**Apply what you read:**
a – Decide whether each of these statements agrees with the passage about Swami Sivananda, giving yes or no and quoting the deciding words: (i) The name Sivananda joins Shiva and ananda. (ii) In the photo, Swami Sivananda sits alone without anyone holding him. (iii) The process shown in the photo is called Mahasamadhi.
b – Write a continuation of the passage about Swami Sivananda, beginning after its final sentence.

**Extract:**
********
The photo above is of Swami Sivananda. Swami denotes a Hindu religious teacher. Sivananda is his name, a compound word made of both Shiva and ananda. Shiva is the first yogi. He is the transformative force in the Hindu pantheon. He is also the destroyer. He is also the archetype of the perfect practitioner who willingly destroys themselves to rebuild themselves. Ananda is bliss. If you put it all together Sivananda means the bliss of transformation that comes from destruction. That’s quite a name! In this photo, Swami Sivananda is meditating while he dies. That’s why his disciples are surrounding him and bracing him upright. This process is called Mahasamadhi, the Great Unifying. If you’ve meditated before you can imagine how intense it would be to so mindfully pass away. What does the body feel like during such a transition? Where does the mind go? What happens after the last exhale? To think, “These eyes will never open again. I will never come out of this meditation!” It’s an impressive and extreme commitment to awareness, which translates to an impressive and extreme commitment to life. Take a look again at the image. He seems childlike. I see a strange inversion of birth. A big baby whose body has grown old. Coddled by those that love him, Swami Sivananda is savoring the greatest lesson of life not yet learned whilst life dwindles out. This is a breathtaking example of yoga as a life long practice.
Life seems to be outside us but the most moving elements of life actually exist inside. By the end, whether we are prepared or not life will end and we'll be yanked inside, through and beyond body, thought, and emotion. The significance of the internal will be learned eventually. The lesson enforced by life's natural process. The yogi is well prepared to masterfully transition through this destiny.
********
**Data extract:**
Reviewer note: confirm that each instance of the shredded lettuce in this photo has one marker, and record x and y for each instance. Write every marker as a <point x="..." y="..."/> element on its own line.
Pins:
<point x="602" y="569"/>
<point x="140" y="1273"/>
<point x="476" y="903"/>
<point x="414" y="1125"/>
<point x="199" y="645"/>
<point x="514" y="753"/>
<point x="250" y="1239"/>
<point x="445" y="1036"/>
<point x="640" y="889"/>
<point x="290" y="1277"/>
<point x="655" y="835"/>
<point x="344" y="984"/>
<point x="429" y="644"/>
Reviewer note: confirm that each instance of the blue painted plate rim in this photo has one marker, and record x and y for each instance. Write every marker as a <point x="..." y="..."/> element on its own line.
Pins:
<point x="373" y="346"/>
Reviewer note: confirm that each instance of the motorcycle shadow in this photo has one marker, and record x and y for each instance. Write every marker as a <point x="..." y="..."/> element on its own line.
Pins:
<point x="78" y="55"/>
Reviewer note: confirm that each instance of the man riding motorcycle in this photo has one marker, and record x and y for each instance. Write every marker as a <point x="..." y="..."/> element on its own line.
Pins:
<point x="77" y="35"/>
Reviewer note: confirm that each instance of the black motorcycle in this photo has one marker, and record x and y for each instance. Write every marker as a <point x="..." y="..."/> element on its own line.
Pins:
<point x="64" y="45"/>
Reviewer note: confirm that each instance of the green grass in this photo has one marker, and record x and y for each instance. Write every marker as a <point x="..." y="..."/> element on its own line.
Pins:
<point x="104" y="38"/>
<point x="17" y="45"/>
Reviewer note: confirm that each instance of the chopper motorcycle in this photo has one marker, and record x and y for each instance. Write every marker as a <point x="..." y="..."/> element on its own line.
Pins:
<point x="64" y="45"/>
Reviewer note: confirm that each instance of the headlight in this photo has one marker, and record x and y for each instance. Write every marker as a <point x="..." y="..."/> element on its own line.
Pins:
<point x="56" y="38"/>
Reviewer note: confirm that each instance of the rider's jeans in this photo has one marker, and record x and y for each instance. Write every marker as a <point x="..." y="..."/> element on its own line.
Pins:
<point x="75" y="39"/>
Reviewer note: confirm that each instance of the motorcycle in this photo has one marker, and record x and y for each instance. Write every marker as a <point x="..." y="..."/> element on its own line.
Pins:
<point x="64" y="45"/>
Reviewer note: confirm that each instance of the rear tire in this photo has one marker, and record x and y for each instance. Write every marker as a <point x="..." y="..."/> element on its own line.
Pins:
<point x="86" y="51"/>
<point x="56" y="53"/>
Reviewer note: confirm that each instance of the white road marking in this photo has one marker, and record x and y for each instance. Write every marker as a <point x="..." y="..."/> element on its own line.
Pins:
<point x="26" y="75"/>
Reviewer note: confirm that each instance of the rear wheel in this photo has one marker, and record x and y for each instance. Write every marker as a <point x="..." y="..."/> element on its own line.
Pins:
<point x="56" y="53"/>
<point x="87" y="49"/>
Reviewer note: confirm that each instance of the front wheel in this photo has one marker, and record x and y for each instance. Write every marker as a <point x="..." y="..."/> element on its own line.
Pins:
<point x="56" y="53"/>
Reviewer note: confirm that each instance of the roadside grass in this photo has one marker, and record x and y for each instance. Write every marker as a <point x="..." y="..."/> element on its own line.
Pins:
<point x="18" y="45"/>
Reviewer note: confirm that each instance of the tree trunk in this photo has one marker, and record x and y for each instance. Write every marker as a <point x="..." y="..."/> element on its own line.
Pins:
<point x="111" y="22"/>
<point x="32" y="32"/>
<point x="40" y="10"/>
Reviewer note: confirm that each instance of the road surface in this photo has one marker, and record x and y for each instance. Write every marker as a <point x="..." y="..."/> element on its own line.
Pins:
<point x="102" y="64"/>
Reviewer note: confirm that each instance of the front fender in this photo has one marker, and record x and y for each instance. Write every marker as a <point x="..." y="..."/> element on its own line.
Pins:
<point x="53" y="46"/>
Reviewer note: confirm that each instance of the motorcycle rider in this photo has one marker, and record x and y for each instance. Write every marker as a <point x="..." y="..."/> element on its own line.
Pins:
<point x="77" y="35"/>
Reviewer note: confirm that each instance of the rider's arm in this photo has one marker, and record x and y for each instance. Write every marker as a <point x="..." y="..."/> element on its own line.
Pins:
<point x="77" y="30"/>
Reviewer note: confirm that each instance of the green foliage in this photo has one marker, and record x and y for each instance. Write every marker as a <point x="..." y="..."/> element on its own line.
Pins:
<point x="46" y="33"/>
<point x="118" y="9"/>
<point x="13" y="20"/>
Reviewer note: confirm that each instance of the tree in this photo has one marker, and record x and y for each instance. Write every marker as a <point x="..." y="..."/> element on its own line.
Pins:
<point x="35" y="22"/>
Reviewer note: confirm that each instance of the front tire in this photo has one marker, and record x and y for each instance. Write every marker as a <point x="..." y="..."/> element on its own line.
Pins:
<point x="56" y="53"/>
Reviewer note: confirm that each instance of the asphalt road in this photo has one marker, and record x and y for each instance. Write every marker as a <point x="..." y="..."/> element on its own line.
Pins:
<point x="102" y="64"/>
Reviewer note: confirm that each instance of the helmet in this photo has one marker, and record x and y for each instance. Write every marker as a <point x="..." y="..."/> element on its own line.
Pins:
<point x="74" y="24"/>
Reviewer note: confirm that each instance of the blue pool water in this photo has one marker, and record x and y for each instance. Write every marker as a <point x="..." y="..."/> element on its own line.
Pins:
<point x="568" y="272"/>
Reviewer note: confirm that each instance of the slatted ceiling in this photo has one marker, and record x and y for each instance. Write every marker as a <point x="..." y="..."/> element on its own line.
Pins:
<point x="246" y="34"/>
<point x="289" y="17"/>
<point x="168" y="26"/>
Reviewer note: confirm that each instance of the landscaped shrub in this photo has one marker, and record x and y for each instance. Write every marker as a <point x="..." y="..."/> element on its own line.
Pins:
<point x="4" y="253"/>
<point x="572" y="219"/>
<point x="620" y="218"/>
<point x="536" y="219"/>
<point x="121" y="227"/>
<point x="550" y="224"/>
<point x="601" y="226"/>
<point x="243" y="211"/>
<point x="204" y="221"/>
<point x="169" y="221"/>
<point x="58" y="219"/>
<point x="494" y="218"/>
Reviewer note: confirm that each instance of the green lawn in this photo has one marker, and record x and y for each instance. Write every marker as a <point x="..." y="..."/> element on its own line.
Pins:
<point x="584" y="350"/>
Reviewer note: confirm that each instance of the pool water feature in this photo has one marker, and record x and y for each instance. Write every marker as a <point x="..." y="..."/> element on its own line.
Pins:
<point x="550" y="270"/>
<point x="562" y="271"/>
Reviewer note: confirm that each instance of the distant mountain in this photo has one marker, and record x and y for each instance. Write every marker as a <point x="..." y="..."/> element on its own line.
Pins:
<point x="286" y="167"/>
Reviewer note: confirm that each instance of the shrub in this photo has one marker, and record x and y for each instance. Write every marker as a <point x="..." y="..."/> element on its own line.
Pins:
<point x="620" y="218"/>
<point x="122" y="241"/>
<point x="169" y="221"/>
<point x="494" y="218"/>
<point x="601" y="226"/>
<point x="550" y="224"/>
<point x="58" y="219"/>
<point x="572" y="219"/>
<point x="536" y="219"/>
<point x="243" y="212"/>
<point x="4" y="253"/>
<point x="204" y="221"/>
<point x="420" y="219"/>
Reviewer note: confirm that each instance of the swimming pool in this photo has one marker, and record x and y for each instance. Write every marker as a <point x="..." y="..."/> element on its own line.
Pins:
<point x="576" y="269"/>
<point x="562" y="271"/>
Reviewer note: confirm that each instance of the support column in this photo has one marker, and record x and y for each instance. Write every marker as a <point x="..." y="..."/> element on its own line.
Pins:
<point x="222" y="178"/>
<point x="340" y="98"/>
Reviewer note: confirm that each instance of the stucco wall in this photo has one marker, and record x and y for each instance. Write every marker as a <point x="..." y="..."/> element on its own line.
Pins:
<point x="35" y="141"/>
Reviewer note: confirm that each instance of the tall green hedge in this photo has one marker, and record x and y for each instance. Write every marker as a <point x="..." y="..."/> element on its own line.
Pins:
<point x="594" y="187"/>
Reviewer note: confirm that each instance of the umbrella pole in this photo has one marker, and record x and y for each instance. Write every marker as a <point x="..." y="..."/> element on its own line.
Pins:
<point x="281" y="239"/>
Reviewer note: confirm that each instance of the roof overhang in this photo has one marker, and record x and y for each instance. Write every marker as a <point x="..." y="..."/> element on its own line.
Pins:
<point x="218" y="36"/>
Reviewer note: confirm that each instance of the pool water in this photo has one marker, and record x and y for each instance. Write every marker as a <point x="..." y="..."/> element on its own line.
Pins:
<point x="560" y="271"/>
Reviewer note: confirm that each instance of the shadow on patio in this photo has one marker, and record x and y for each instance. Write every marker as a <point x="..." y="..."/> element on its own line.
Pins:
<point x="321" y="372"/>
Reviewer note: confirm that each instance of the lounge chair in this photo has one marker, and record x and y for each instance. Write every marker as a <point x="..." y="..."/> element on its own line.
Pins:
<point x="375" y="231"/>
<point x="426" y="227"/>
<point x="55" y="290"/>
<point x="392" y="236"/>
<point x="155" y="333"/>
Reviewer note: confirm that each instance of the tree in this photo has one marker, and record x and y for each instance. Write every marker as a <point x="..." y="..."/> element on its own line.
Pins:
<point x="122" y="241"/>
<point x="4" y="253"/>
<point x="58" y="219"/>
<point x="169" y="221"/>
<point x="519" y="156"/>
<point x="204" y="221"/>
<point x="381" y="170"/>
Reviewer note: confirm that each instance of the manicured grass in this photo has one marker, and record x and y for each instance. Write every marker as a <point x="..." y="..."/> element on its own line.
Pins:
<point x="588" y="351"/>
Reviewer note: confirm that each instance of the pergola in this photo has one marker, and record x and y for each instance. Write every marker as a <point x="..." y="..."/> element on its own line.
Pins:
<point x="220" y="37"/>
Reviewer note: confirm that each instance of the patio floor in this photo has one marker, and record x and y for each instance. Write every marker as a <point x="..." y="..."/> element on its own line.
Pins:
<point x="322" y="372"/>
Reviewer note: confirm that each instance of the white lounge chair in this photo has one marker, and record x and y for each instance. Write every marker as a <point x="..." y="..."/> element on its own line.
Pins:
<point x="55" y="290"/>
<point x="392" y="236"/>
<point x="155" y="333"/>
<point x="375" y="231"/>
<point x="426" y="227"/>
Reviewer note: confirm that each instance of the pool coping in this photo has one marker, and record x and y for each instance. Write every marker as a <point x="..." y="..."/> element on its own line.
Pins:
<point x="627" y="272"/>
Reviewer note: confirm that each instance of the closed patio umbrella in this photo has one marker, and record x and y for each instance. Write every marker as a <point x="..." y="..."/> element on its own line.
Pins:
********
**Results of the exercise:**
a –
(i) Yes: "a compound word made of both Shiva and ananda."
(ii) No: "his disciples are surrounding him and bracing him upright."
(iii) Yes: "This process is called Mahasamadhi, the Great Unifying."

b –
The mind, to the yogi's, extends in two directions. The first mental direction is called vibhu. Vibhu is the cosmic direction which means it's the direction of the physical world. It's outward. Relative to you, vibhu is when the mind extends towards your environment. It's external. From your immediate surroundings, vibhu expands out into the literal space around you. It reaches over the earth, then the sky, then the atmosphere, then the solar system, galaxy, universe, and beyond. It moves towards the physical and the massive. Our senses move in the direction of vibhu to connect us to the material world. Most of the time we are externally oriented. Our brains are constantly processing where we are, who's around us, what we're doing, and where we're going. Consider how much time you spend interacting with the physical environment around you. Is there an alternative? Most would never think there is. The discovery, exploration, and documentation of this alternative direction of life is the value of yoga to humanity.
The second direction is anu. Anu means atomic. Anu moves in the opposite direction of vibhu, internally. Anu extends towards the internal and leads ultimately into the purely immaterial or spirit. The world from the perspective of spirit, which harbors no Self to judge, desire, or fear, lives up to the timeless poetry of Rumi or Emerson. From spirit, you can see why life is a miracle. Anu supports vibhu the way a clear palette supports the tasting of food. To practice the internal mind and move towards anu, think of feeling your internal organs, then your cells, then the organelles inside your cells, then proteins, then molecules, then atoms, then subatomic particles, then the infinitesimal unknown. Since our senses are directed outwardly, the ability to focus on the internal involves a negating of the senses which is called pratyahara. Let your eyes go blind. Let your ears go deaf. Let your skin go numb. Let consciousness, the sixth sense, fall inwardly. That is the direction of practice, truth, and happiness.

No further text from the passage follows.